▶ [EXERCISE]:
Below is the data. Give it again, complete and exact.

===== RECORDS SHOWN

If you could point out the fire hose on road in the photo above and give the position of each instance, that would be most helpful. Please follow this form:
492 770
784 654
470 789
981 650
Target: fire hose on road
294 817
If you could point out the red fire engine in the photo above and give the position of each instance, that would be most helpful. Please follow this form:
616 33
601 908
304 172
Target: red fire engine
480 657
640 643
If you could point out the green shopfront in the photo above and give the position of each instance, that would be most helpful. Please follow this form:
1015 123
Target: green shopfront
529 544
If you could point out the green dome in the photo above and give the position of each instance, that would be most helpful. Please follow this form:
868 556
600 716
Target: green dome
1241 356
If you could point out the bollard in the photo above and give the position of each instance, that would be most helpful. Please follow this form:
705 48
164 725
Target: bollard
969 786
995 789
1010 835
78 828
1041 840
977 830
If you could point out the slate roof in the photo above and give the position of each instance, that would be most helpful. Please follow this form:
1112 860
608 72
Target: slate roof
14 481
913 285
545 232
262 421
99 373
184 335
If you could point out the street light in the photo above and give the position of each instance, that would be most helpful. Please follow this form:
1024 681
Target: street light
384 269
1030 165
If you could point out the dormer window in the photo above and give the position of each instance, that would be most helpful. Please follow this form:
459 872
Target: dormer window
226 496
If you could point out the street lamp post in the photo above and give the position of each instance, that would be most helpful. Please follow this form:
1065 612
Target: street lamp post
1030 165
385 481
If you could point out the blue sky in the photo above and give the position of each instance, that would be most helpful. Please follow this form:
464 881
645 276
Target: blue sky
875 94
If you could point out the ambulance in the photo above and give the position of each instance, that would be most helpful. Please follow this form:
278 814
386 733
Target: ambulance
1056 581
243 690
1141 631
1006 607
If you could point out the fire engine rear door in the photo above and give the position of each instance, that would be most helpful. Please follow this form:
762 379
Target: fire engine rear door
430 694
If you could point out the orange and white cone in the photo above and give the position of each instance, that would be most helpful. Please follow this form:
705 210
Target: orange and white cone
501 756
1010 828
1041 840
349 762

==========

▶ [OUTPUT OF THE EXERCISE]:
If you could point out the fire hose on road in the photo above and give the position of each instance, that would be most helpful. Please follow this form:
492 770
784 654
470 789
981 650
Target: fire hose on road
294 817
If you could point out the red fire engine in the photo above and give the position of each instance, that would be most helpful. Please follow this form:
616 33
601 908
304 172
Target: red fire engine
480 657
640 643
If you could point out the green shopfront in the photo above and give the position of each instance, that would be most helpful. Please follow this form:
1015 123
Target: green shopfront
529 544
If you could point out the green dome in the photo above and give the position of each instance, that would be most helpful. Please follow this form:
868 556
600 716
Target: green dome
1241 356
If you could point out the bollard in the photo above and give the position of each instance, that would be most helpful. Please follow this form:
705 48
164 725
Target: bollard
969 786
995 789
1010 835
78 828
1041 840
977 830
If you could point out the slate roof in the photo above and give the position of each instance, that would be most helpful. Please follow this form:
1112 860
608 72
Target: slate roof
14 481
913 285
545 232
262 421
99 373
184 335
If you could point out the street light in the photo above and give the position of each instance, that would be most helpful. Please follow this form:
1024 681
Target: street light
384 269
1030 165
If you could point out the dormer window in the photo above and give the position of each instance, that would be most helpful. Please follow this form:
459 872
Target: dormer window
226 496
If you could point out the street lamp post in the photo above and give the position of each instance, that would be most helpful. Please follow this form:
1065 612
Target: street lamp post
1030 165
385 481
If you could point out the blue sky in the photo above and give the position of each instance, that would be most helpful. Please follow this form:
464 881
645 276
Target: blue sky
875 94
If you could point out the ambulance in the photo above and give the position of each instance, that would be most helpful. Please follow this form:
278 814
386 733
Target: ambulance
1056 581
243 690
1141 631
1006 607
If you could point out the fire engine rear door in the photo above and give the position of each instance, that would be most helpful. Please follow this form:
762 379
Target: fire engine rear door
430 694
If you could point out the orange and white cone in the photo above and give the position of each instance, that would be most helpful. Please follow this form:
705 210
Target: orange and white cone
501 756
1010 828
1041 840
349 762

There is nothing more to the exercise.